Given information START

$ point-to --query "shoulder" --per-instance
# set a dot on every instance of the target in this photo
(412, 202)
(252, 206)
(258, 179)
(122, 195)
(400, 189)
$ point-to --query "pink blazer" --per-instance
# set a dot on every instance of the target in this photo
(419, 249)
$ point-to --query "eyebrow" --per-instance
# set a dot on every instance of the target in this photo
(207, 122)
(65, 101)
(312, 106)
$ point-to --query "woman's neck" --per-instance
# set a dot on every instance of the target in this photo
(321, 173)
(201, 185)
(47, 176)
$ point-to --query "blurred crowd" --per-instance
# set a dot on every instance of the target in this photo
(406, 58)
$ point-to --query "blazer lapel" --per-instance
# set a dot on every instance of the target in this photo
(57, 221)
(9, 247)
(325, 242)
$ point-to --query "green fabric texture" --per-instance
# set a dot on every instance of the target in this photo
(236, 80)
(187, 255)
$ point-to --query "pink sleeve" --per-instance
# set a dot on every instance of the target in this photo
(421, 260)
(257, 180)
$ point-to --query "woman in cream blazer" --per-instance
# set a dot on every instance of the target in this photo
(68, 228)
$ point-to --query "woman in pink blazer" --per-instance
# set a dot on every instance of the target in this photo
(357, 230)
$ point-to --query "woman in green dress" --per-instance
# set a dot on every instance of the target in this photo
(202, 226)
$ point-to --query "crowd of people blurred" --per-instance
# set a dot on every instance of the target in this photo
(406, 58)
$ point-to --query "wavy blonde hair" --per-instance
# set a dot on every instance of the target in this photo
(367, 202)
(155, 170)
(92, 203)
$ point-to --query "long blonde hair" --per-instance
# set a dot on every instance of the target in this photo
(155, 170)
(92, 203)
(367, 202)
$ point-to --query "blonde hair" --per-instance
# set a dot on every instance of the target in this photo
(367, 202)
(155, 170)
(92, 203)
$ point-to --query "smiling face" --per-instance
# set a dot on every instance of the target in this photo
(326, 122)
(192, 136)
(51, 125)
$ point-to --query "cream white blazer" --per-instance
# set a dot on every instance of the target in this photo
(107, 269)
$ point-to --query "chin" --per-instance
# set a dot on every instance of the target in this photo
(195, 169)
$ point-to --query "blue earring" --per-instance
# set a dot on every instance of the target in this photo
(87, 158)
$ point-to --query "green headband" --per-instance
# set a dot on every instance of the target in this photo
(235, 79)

Given information END

**Problem details:**
Filter the preceding entries down to the lines with "woman".

**Result:**
$ point-to --query "woman's neck" --per-instance
$ point-to --query "woman in cream blazer" --per-instance
$ point-to --query "woman in pink blazer" --per-instance
$ point-to --query "woman in green dress" --per-instance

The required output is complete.